* REQUIREMENTS:
A. In the forum thread about getting an indie clean tone, which guitar model does the original poster say they own?
B. Write the next part of the forum thread about getting an indie clean tone, picking up after its final post.

# How do you get that indie clean tone?



## Phalanx (Sep 20, 2012)

Hi guys, I'm wondering if anyone could give me some tips on how to get that characteristic clean indie tone which a lot of indie and math rock bands use. For examples, see here:



and



There's so much information on how to get a great metal / djent tone but I can't find much on how to get a good clean tone. VST recommendations and set ups would be much appreciated.

Thank you

[edit] to add, I have an RG7321, so not a strat like most of these people have.


----------



## Konfyouzd (Sep 20, 2012)

I'm not sure if this has been suggested before, but I'm imagining this is a tone you're trying to achieve hence your decision to post this thread. With that in mind... Would you be willing to post clips of your current clean tone?

The reason I ask is for me (not necessarily other--more experienced members on the forum) it would be easier to hear what you should do to achieve a similar tone by hearing your current attempt vs your goal.

It would also be an awesome learning experience for the both of us.


----------



## Phalanx (Sep 20, 2012)

https://dl.dropbox.com/u/5466840/cleantone.mp3

There you are. Apologies, I'm quite new to guitar


----------



## Konfyouzd (Sep 20, 2012)

No need to apologize. I'm currently at work but I'll be leaving in about 15 min. I'll give this a listen when I get back home. 

I'm trying to improve my ear for things like recording/mixing so we're helping each other. 

Anything the more experienced guys chime in with is just a bonus and if I do nothing else, I'm hooking you up with some free bumps in case someone who actually knows something comes along.


----------



## KingAenarion (Sep 20, 2012)

This tone is probably a simple case of a twin (or sometimes an AC30) with a good guitar for clear cleans (a Tele, a Strat, a Les Paul, a Rickenbacker that kind of thing)...

If it's single coils it probably has a clean boost (like an XOTIC RC or something like that) and not with humbuckers. A couple of decent mics on the cab and good gain staging and preamps.

This isn't the sort of tone you usually get with VSTs I'm afraid.



The closest you'd get I'd say would be some of amplitube or Guitar Rigs clean amps with a slight boost and a bit of volume. Maybe using some more open sounding impulses. To be honest, you're going to struggle with your guitar, because that's where a lot of your clean tone is going to come from.

That said you're headed in the right direction, I'd just keep experimenting. Maybe a bit less reverb


----------



## Kwampis (Sep 20, 2012)

^I agree with all of that. 

Ideally you'd want to get a guitar with low-output passive pickups (like the ones KingAenarion mentioned), but it's not necessary, and it's not money you necessarily want to spend.

I'd play around with tones for awhile, and if you can't get something you're happy with, I'd look into replacing your pickups. I had a RG7321 for awhile, and I couldn't get a clean tone I really liked out of the stock pups.

That said, I also think you're heading in the right direction, so I bet you can get real close to the tone you want with the setup you have.

* DATA SECTION:

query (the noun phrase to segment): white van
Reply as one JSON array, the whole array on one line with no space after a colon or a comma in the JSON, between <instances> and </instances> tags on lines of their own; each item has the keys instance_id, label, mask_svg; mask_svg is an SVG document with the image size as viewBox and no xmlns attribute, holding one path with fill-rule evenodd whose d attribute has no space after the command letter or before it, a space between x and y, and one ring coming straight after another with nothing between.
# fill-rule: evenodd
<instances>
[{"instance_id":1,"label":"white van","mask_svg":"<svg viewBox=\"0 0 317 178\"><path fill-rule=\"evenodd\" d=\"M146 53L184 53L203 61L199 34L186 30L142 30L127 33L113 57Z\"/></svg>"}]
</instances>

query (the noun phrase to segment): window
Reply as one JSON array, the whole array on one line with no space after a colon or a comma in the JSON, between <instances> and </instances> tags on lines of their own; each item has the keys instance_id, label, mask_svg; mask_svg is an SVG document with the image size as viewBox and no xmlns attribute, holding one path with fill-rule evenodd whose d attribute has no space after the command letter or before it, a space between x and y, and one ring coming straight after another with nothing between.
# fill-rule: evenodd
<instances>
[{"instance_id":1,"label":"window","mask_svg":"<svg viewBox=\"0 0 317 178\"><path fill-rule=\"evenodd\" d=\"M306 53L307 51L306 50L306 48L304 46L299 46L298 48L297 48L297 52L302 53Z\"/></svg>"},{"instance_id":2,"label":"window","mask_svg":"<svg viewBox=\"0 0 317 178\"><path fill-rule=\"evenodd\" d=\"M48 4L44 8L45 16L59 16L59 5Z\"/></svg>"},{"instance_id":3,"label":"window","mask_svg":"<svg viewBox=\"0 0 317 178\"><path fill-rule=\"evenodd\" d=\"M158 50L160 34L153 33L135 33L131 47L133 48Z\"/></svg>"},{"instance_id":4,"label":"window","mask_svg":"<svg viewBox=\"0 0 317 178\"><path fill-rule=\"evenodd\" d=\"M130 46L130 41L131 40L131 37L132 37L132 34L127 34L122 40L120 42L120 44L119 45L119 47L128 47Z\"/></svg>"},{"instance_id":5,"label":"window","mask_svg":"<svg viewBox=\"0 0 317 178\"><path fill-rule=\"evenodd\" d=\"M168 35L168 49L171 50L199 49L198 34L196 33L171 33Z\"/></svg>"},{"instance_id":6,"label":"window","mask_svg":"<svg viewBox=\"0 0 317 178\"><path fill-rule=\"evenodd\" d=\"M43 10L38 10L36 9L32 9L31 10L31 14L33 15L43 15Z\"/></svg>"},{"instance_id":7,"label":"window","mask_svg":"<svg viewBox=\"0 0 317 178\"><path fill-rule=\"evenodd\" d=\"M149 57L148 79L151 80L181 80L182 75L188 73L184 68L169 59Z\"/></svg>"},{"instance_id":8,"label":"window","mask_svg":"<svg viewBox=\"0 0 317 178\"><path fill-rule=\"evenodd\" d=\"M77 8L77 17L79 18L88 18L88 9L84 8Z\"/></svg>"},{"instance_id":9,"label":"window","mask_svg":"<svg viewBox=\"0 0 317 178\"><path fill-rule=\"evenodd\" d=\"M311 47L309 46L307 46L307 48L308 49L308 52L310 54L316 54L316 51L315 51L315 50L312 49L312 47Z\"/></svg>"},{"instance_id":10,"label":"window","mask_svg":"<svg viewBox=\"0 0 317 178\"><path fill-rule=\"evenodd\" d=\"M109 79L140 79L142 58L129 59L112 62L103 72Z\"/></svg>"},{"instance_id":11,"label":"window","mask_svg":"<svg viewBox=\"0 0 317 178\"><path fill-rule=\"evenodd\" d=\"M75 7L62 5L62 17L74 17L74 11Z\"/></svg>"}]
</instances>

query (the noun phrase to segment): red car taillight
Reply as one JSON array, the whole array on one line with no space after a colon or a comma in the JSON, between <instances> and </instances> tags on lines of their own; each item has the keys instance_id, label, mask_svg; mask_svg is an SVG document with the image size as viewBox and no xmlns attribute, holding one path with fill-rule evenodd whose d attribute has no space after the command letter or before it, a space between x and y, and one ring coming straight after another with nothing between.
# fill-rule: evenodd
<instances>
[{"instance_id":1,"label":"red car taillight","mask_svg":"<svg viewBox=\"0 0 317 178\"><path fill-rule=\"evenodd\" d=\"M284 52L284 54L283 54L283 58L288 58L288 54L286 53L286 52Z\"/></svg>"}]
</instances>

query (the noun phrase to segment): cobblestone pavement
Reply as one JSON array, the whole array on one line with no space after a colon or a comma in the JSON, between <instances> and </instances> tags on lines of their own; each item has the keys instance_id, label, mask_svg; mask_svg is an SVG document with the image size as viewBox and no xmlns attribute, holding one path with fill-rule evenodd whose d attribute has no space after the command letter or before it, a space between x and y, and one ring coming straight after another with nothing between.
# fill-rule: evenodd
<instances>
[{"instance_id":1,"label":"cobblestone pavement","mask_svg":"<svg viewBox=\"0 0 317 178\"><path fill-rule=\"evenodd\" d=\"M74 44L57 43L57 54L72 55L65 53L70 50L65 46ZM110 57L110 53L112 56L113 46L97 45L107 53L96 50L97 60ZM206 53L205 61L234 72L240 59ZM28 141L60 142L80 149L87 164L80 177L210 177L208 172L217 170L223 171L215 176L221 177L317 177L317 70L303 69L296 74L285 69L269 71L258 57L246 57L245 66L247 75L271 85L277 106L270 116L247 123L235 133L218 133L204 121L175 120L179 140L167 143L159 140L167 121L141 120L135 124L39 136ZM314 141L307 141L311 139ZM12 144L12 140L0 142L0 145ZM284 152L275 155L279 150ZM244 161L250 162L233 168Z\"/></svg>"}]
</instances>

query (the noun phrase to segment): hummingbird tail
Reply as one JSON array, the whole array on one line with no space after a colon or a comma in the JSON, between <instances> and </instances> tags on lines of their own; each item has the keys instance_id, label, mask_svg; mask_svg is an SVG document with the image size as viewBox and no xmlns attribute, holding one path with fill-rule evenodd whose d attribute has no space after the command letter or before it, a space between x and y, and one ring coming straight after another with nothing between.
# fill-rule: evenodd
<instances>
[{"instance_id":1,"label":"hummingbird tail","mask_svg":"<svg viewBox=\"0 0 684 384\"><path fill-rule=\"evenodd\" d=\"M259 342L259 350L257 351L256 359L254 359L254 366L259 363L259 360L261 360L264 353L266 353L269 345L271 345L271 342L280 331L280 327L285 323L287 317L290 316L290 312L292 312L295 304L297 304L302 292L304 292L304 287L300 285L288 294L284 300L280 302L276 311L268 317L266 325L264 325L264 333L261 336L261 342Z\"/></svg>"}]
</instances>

* ANSWERS BY TASK:
A. An RG7321.

B.
----------



## implicit (Sep 20, 2012)

KingAenarion said:


> Maybe a bit less reverb



^this. from what i know of indie, reverb is used pretty sparingly on clean tones.


----------



## jeremyb (Sep 20, 2012)

Telecaster -> Fender Twin, sorted.

Have you tried googling the rigs of the bands you like?


----------



## Winspear (Sep 20, 2012)

Get Scuffham. THE best VST for low gain. Even the analogue audiophiles at Gearslutz get wet over it. I thought my Guitar Rig clean tone was good, then my demo for Scuffham ran out...Never been so dissapointed! Haha


----------



## no_dice (Sep 20, 2012)

I have a Fender '59 Tweed Bassman reissue, and I think that thing has amazing tone for what you're shooting for. How you would recreate that digitally is a different story, however...


----------



## shanejohnson02 (Sep 20, 2012)

Back when I was in college, I got tones like this using a Fender Twin, a compressor, and my DS-1 set for almost no distortion, sort of like an overdrive. My buddy's Blues Driver worked even better.

FWIW, my Egnater Tweaker and TC Nova Drive can do a very good copy of this tone as well.

You might also look into getting your 7321 rewired to do either coil splitting or series/parallel switching. The humbuckers can pull of the thick, compressed cleans easily, but for the snappy clean tone you're almost guaranteed to need single coils or a parallel humbucker.

Forgot to mention, I used an old Danelectro 56-U2 and he used a thrown-together Telecaster. Not that you need either of those guitars, but they are known for their ability to do nice cleans.


----------



## Winspear (Sep 20, 2012)

shanejohnson02 said:


> You might also look into getting your 7321 rewired to do either coil splitting or series/parallel switching. The humbuckers can pull of the thick, compressed cleans easily, but for the snappy clean tone you're almost guaranteed to need single coils or a parallel humbucker.



Likely. 
As amazing as Scuffham is and could certainly nail that tone, my 7321 couldn't pull it off if I didn't have my out of phase switching.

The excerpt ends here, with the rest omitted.